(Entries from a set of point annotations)

▼

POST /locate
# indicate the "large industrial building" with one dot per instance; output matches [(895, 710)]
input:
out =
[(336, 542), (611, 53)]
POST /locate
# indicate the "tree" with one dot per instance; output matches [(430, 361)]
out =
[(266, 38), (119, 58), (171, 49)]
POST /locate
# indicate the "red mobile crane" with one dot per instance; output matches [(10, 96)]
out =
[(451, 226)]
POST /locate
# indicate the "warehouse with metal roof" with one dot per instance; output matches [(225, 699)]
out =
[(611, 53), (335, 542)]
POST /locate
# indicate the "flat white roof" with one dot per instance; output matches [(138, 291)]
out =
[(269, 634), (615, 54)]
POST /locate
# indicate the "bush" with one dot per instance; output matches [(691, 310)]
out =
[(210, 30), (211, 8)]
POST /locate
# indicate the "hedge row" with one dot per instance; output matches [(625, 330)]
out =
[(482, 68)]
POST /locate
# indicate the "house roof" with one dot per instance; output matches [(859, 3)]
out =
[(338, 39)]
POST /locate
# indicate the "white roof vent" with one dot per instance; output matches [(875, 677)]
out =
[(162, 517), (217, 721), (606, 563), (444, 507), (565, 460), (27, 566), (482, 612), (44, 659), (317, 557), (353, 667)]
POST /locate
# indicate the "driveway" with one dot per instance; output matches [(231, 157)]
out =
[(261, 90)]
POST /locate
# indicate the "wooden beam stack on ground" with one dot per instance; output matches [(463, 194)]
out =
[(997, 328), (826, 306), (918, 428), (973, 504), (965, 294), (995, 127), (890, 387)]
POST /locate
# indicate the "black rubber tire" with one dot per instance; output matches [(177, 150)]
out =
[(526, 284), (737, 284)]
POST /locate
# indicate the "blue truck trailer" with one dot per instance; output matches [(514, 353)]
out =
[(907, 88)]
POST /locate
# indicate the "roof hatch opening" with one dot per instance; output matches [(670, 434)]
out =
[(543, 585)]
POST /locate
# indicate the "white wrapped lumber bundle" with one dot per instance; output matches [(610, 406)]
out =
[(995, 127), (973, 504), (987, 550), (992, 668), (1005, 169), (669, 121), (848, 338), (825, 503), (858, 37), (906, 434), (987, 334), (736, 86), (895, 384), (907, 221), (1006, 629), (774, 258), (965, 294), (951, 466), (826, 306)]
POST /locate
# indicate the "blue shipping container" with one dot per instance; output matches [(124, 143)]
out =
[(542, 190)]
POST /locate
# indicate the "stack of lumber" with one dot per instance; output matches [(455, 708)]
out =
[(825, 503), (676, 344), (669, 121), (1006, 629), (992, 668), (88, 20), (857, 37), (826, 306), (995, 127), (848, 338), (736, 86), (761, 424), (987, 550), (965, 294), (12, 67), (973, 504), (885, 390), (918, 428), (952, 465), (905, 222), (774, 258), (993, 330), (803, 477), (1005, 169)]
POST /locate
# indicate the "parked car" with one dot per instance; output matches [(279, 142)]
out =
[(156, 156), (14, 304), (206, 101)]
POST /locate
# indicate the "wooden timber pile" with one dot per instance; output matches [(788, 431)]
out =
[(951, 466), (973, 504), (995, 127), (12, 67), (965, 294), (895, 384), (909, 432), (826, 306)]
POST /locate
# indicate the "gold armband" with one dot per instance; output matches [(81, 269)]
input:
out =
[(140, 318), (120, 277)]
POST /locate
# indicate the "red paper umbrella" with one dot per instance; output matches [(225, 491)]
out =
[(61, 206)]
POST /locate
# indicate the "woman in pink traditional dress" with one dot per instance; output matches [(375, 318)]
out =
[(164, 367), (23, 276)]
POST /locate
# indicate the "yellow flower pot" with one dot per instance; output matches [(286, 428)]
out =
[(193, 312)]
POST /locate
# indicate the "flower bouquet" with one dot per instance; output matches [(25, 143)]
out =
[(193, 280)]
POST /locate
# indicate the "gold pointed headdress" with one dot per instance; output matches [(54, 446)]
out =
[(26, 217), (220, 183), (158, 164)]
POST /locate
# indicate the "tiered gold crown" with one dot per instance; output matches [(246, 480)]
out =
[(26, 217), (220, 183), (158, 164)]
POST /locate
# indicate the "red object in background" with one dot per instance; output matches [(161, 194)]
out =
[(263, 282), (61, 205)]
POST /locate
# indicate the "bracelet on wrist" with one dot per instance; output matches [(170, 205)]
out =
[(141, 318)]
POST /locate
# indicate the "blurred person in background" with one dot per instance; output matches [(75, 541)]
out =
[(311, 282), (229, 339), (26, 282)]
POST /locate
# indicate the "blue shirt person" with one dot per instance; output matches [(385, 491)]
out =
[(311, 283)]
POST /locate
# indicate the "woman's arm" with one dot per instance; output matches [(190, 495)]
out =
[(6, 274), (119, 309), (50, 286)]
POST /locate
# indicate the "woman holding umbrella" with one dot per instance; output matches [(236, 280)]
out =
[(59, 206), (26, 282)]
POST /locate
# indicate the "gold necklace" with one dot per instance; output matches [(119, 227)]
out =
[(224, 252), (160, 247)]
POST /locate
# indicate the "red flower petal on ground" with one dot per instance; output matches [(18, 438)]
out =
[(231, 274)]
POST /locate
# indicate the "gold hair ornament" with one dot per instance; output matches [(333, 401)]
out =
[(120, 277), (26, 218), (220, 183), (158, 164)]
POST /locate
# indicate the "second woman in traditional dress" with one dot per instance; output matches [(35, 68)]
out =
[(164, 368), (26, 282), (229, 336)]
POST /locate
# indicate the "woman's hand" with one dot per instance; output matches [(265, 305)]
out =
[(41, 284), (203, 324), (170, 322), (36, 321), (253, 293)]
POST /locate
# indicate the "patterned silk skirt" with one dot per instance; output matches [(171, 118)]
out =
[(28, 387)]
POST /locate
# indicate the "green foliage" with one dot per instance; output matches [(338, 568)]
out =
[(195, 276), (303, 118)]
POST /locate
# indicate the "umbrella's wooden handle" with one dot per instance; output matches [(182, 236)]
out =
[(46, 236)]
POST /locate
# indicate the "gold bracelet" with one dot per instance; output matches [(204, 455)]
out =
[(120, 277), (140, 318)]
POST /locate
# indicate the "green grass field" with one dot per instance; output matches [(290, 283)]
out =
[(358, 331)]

▲

**WORK TO COMPLETE**
Display every line of the items above that contains the string "green", and treat uppercase and lowercase as different.

**THE ANSWER**
# indicate the "green foliage" with one dot per instance; output matches [(338, 568)]
# indicate the "green grass field" with one dot per instance; output matches [(290, 283)]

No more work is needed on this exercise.